* Records provided:
◆ ◆ ◆ ◆ ◆ ◆ ◆

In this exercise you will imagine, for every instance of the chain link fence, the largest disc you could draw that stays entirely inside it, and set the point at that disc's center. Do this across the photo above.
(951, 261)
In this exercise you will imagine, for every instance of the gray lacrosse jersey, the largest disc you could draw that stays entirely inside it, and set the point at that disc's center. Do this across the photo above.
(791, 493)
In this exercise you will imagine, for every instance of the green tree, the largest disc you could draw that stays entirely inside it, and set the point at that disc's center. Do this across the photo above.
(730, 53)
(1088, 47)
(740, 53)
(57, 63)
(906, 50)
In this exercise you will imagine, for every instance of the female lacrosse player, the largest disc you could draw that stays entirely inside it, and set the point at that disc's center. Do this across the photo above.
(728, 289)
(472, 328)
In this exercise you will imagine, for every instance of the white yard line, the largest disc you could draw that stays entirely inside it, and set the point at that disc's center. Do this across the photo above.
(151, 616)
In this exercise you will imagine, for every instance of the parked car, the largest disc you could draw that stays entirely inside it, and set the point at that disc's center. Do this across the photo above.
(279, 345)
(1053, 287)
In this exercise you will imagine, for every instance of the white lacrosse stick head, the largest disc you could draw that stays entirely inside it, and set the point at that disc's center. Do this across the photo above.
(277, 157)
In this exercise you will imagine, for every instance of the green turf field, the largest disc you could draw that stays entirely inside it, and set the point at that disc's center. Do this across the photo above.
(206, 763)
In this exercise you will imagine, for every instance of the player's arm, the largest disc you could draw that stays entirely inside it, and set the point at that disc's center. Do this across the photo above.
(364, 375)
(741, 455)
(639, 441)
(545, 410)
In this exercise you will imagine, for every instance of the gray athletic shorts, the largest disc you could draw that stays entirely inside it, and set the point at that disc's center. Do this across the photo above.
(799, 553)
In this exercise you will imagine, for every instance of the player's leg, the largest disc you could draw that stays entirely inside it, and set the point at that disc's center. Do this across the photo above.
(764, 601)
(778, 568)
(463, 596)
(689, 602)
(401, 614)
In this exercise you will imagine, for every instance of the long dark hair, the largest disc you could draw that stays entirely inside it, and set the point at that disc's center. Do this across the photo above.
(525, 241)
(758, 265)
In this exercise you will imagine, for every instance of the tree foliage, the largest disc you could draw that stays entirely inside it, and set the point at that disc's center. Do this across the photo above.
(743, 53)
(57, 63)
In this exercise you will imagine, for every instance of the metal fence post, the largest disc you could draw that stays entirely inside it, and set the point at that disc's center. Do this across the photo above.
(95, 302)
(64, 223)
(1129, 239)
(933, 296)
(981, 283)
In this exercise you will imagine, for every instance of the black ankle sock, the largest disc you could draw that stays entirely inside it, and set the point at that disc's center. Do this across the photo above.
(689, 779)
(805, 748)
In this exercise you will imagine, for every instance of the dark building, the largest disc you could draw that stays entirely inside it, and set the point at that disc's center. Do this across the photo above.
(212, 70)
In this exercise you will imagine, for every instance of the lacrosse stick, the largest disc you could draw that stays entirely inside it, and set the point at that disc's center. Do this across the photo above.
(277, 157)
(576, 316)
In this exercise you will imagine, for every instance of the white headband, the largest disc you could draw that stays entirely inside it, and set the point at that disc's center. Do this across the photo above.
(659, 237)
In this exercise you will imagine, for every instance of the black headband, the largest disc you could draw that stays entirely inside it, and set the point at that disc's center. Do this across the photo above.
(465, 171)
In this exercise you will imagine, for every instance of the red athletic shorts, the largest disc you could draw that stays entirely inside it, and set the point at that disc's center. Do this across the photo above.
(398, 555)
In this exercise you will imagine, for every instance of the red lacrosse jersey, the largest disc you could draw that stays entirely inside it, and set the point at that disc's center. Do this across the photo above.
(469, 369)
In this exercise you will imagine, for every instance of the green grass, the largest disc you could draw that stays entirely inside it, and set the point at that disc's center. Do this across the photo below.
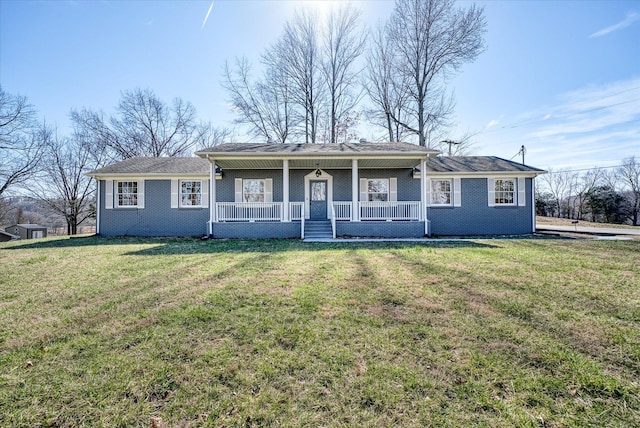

◆ ◆ ◆ ◆ ◆ ◆ ◆

* Task statement: Would you transcribe all of the data exactly, apart from its pictures?

* Written solution:
In this exercise you will imagine, for every instance of the chain link fence, the largest disc you could draw that stays entirely inside it, and set the point at that disc's center. Do this across the photo above.
(951, 261)
In this exercise you will imagine, for every instance of the gray lacrosse jersey, the largest disc you could draw that stays entirely inside it, and set the point at that disc's center. Do this across the photo above.
(791, 493)
In this exercise you will imagine, for every instance of the green tree, the largest disc you could draw that stays entirely inside it, and set the point at that disc's center. Do this across the photo above.
(730, 53)
(1088, 47)
(740, 53)
(57, 63)
(906, 50)
In this exercise you will imagine, for every instance of the female lacrosse player, the largest disc you could draw that stays entirely inside it, and set the point at that disc's center. Do this across the photo above.
(728, 289)
(472, 328)
In this exercise you will imagine, for every instance of the white yard line, the largest disc you could draw that stays entirely inside it, and set the point at that disc's center. Do this across the photo above.
(151, 616)
In this exercise you will imagine, for every instance of the parked car, the largest disc you could draw that stays entirely inside it, and set the point at that disc's center. Do this across the photo above.
(279, 345)
(1053, 287)
In this exercise you will imagine, for every instance of the white lacrosse stick head, the largest disc you could draw that stays entirely inside it, and set the point at that disc's center. Do this across the photo above.
(277, 157)
In this exercise you will imagine, for every instance of the green turf field, the largest disc you could draw that stays entirely inside it, and set the point at that disc's center. Do this across the photo above.
(206, 763)
In this exercise you will imagine, for every instance of the player's arm, the largest disc you could draw that stays entirely inside it, and set the point at that disc's center. Do this across the photo above.
(364, 375)
(741, 455)
(639, 441)
(545, 410)
In this exercise you will imagine, for every instance of the gray athletic shorts, the largest disc you could draw that stays entirely inside it, and set the point at that disc's center. Do this across the photo above.
(799, 553)
In this exercise you will imagine, for every instance of the player's leg, the largest disc you could draw that stays entirely inside it, and set the point at that disc's center. Do this across the photo above.
(764, 601)
(778, 568)
(463, 596)
(689, 602)
(401, 614)
In this exercise you will imagine, for every instance of the long dark hair, the largest disc you could draw that stays entirely inside it, and set the point at that disc's center. Do this across the photo above.
(525, 241)
(758, 265)
In this exercise you will imagine, for every instance of the tree foliage, the largest disc you could draw that stays entirely inside it, and set the point at that disc's center. Do this across the photo above.
(743, 53)
(57, 63)
In this exercise you will imagine, for every instance of the metal fence post, the largest disc you could draw that stays entirely inside it, and set the point at that disc's center. Do this across the photo above.
(95, 302)
(64, 223)
(1129, 239)
(933, 296)
(981, 283)
In this exercise you will imagine, for every instance of the black ankle sock, the largest disc you could draw that stays entirely inside it, and set the point at that disc's center. Do this across the photo above.
(689, 779)
(805, 748)
In this exercise you will imagine, for every instance of the dark building, the largest disc you could draw that stays entirely inside it, and set the point at that disc's center. Do this across the photo above.
(212, 70)
In this exercise you will imagine, for every instance of the lacrosse stick, the largest disc you could draw that stays entirely inside it, and set the point at that disc's center. Do this across the photo above.
(277, 157)
(576, 316)
In this exercise you will imagine, for every instance of the white headband, the largest disc you could draw that stays entirely inside it, and set the point at that disc's center. Do this across the photo above.
(659, 237)
In this exercise you will imagine, for every instance of the black headband, the largest disc you could draw that stays entirely inside it, and set the point at that disc's center. Do this across the photo above.
(465, 171)
In this exercise you will imagine, for every instance of the red athletic shorts, the largest disc you could draw that stays entirely inside it, and set the point at that disc's center. Do this across the photo above.
(398, 555)
In this exercise you will imagine, for every instance of the red lacrosse jersey, the largest disc you could draw that stays entirely inside it, and set the point at that disc's center. Do this across the photo above.
(469, 369)
In this exercise you will imagine, for every instance of the green grass, the largest disc you could draw that stays entirely inside it, and set the point at that disc's center. Do this across the photo below.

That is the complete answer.